◆ Task requirements: Exactly the line with "Highlight any visible drawer" and the lines that follow it, through the closing line of the entries, should be restated, with nothing left out or added.

Free-text object descriptions
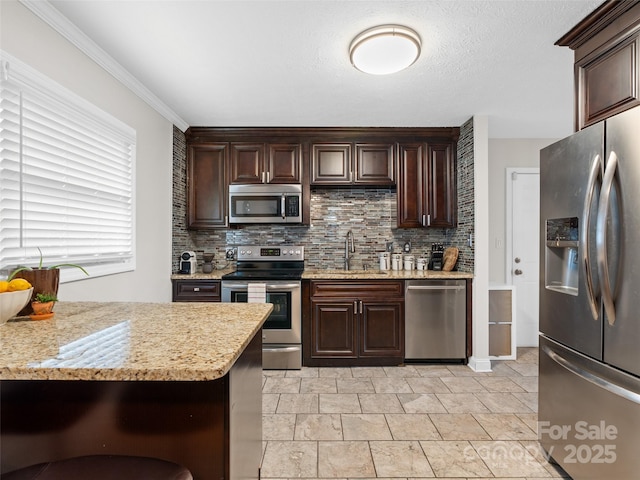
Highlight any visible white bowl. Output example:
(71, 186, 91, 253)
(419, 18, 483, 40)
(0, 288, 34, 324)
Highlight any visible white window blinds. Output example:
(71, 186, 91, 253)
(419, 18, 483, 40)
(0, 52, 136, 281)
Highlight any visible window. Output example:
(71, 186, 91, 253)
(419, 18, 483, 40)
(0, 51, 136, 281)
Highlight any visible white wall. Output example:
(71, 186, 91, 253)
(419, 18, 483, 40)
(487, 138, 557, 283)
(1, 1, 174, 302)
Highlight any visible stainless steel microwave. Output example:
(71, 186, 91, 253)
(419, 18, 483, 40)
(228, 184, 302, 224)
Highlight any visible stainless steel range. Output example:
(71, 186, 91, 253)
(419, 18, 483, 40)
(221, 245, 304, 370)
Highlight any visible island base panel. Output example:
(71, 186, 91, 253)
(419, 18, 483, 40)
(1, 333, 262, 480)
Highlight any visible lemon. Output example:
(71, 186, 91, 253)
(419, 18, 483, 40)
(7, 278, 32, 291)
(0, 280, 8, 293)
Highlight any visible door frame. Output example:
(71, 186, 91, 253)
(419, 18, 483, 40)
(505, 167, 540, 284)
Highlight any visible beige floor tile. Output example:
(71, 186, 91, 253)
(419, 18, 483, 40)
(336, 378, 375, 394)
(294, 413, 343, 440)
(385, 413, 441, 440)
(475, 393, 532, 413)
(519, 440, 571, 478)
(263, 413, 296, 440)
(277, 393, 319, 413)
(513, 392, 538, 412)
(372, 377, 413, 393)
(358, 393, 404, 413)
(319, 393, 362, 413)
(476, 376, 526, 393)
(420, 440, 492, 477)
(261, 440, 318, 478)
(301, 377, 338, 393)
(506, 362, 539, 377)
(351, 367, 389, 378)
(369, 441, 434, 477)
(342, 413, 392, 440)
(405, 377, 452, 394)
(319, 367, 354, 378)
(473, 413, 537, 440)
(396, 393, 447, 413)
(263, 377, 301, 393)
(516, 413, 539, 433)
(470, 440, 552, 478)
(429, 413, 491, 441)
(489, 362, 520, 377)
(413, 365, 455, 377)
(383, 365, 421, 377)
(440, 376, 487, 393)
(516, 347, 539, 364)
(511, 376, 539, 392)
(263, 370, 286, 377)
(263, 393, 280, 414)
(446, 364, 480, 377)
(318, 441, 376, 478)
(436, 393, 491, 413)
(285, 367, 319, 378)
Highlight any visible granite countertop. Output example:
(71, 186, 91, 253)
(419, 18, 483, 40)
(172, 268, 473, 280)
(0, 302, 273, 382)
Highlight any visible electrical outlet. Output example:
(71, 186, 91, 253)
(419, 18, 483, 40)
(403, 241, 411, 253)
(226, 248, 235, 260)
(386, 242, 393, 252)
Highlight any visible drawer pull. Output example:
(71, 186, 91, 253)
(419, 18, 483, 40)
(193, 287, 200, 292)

◆ Solution:
Highlight any visible drawer pull. Output example:
(71, 186, 91, 253)
(419, 18, 483, 40)
(193, 287, 200, 292)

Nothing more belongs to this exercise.